#### What is being asked:
Repeat the data below with "Roster-mapping task" swapped for "Point-tagging job" everywhere it appears, leaving everything else unchanged.

#### Recorded data:
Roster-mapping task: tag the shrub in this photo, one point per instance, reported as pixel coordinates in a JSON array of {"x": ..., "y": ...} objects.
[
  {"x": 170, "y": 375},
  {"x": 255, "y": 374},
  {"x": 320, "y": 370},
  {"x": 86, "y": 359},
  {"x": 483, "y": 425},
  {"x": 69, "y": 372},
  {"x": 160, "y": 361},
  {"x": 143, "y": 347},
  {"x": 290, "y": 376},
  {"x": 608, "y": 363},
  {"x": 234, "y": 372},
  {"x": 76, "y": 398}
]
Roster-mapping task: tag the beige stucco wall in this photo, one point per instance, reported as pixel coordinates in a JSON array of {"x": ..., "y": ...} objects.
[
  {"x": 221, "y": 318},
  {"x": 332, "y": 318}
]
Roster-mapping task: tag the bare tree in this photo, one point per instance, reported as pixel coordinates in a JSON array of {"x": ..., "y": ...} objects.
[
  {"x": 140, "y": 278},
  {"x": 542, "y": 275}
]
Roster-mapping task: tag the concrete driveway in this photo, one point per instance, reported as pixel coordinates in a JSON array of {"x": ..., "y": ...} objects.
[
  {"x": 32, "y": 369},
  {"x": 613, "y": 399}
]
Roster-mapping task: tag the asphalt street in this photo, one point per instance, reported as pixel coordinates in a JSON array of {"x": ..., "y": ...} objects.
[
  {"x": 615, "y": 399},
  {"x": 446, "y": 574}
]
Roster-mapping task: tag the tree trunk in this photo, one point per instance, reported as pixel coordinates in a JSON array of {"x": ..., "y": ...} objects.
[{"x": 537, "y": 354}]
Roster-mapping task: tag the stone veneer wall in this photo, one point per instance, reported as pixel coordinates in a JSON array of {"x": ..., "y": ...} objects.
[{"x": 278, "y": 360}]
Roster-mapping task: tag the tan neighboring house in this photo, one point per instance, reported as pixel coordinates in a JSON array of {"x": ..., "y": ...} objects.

#### Solved problem:
Point-tagging job: tag the shrub in this photo, one point per instance, reported as pixel coordinates in a JSON array of {"x": ..., "y": ...} objects.
[
  {"x": 170, "y": 375},
  {"x": 255, "y": 374},
  {"x": 320, "y": 370},
  {"x": 86, "y": 359},
  {"x": 483, "y": 425},
  {"x": 69, "y": 372},
  {"x": 160, "y": 361},
  {"x": 143, "y": 347},
  {"x": 290, "y": 376},
  {"x": 608, "y": 363},
  {"x": 234, "y": 372},
  {"x": 76, "y": 398}
]
Point-tagging job: tag the beige stucco wall in this photo, one point per instance, reported as pixel coordinates in a JSON array of {"x": ..., "y": ...} objects.
[
  {"x": 221, "y": 318},
  {"x": 332, "y": 318}
]
Point-tagging job: tag the bare tree in this photo, one point per instance, reported as pixel coordinates in a JSON array of {"x": ..., "y": ...} objects.
[
  {"x": 140, "y": 278},
  {"x": 542, "y": 275}
]
Point-tagging job: tag the concrete driveway in this photo, one point per instance, reported as pixel coordinates in a JSON array of {"x": ..., "y": ...} objects.
[
  {"x": 32, "y": 369},
  {"x": 613, "y": 399}
]
Point-tagging job: tag the asphalt street in this photo, one point per instance, reported as pixel coordinates in a JSON array of {"x": ..., "y": ...} objects.
[
  {"x": 615, "y": 399},
  {"x": 446, "y": 574}
]
Point-tagging job: tag the tree trunk in this photo, one point per instance, reported as pixel coordinates in a JSON array of {"x": ..., "y": ...} objects.
[{"x": 537, "y": 354}]
Point-tagging job: tag the stone veneer wall in this photo, one point per instance, reported as pixel coordinates in a JSON array of {"x": ..., "y": ...} objects.
[{"x": 278, "y": 360}]
Point-tagging job: tag the tan neighboring house in this photo, one point per instance, reported as pixel coordinates in a JSON array of {"x": ..., "y": ...} objects.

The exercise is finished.